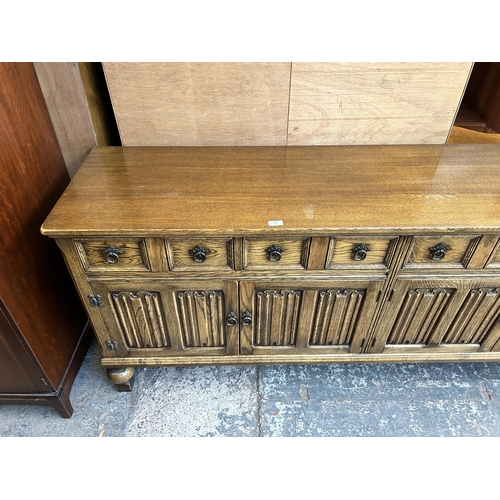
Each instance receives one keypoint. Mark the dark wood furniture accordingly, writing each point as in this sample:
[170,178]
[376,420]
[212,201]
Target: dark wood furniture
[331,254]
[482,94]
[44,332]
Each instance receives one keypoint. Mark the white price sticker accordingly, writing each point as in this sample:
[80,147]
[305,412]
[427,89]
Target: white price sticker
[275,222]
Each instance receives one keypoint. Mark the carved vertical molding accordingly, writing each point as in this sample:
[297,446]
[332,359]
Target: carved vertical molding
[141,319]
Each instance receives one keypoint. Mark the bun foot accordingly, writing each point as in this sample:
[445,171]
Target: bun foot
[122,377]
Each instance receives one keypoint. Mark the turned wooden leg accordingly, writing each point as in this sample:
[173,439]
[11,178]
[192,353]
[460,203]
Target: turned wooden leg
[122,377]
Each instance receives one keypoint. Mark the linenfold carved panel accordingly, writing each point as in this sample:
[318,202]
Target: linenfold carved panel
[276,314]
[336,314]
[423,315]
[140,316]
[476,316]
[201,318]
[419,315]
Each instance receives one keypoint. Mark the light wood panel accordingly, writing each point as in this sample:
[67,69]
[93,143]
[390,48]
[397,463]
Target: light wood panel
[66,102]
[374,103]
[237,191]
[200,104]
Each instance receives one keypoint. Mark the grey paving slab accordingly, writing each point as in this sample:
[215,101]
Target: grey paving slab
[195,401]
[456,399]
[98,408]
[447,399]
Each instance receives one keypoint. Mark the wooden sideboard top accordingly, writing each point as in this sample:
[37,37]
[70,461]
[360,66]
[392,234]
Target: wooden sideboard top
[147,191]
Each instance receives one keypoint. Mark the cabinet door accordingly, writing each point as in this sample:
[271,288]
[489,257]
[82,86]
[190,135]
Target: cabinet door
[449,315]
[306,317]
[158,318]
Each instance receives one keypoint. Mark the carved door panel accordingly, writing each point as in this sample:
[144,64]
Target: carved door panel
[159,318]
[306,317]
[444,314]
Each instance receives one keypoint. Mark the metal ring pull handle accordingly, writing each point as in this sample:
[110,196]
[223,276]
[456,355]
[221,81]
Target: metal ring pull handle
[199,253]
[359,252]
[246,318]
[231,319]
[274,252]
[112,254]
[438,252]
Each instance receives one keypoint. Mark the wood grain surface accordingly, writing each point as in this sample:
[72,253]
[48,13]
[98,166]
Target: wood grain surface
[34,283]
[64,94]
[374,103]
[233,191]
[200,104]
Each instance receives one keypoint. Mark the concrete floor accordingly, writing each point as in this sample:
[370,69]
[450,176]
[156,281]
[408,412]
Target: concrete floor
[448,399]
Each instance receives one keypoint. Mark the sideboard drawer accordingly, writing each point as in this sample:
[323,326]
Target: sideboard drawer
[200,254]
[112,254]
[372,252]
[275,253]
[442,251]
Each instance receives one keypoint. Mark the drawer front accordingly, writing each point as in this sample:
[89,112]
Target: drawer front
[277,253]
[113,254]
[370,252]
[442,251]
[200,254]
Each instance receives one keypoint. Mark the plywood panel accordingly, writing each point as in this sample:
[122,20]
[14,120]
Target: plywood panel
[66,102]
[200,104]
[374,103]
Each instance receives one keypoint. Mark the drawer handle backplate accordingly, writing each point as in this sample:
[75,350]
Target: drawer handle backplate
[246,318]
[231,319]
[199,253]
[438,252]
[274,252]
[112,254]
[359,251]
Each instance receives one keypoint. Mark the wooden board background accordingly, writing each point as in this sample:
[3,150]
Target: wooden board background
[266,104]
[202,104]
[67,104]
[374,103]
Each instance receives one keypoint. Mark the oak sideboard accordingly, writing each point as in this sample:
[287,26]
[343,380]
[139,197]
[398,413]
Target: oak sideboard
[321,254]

◆ ◆ ◆ ◆ ◆ ◆ ◆

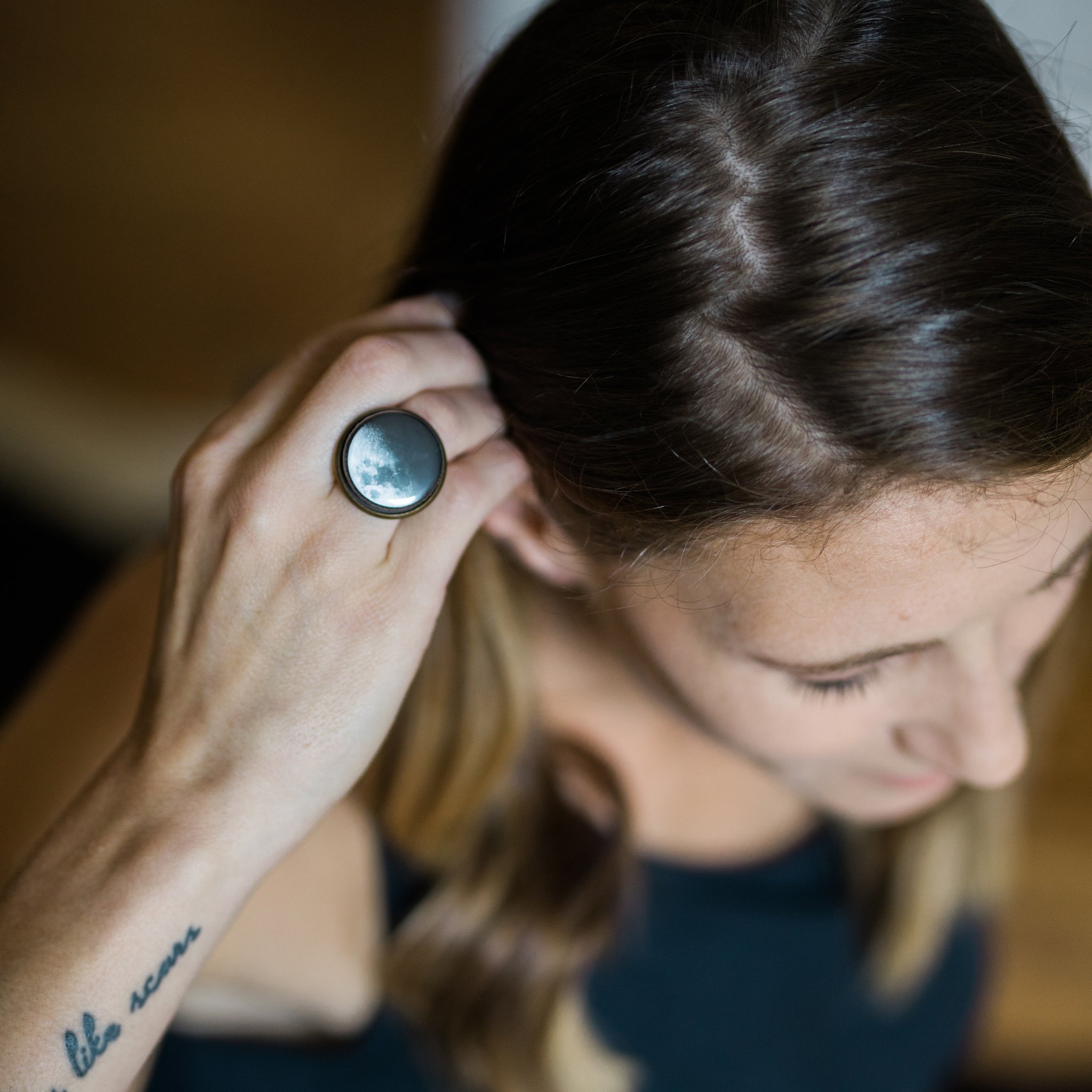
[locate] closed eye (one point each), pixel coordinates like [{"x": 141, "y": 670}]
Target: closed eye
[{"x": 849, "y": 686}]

◆ ◆ ◆ ◆ ◆ ◆ ◆

Exercise task | How many lines of the listing above contain the word "concrete"? Reply with the number alone.

Task output | 2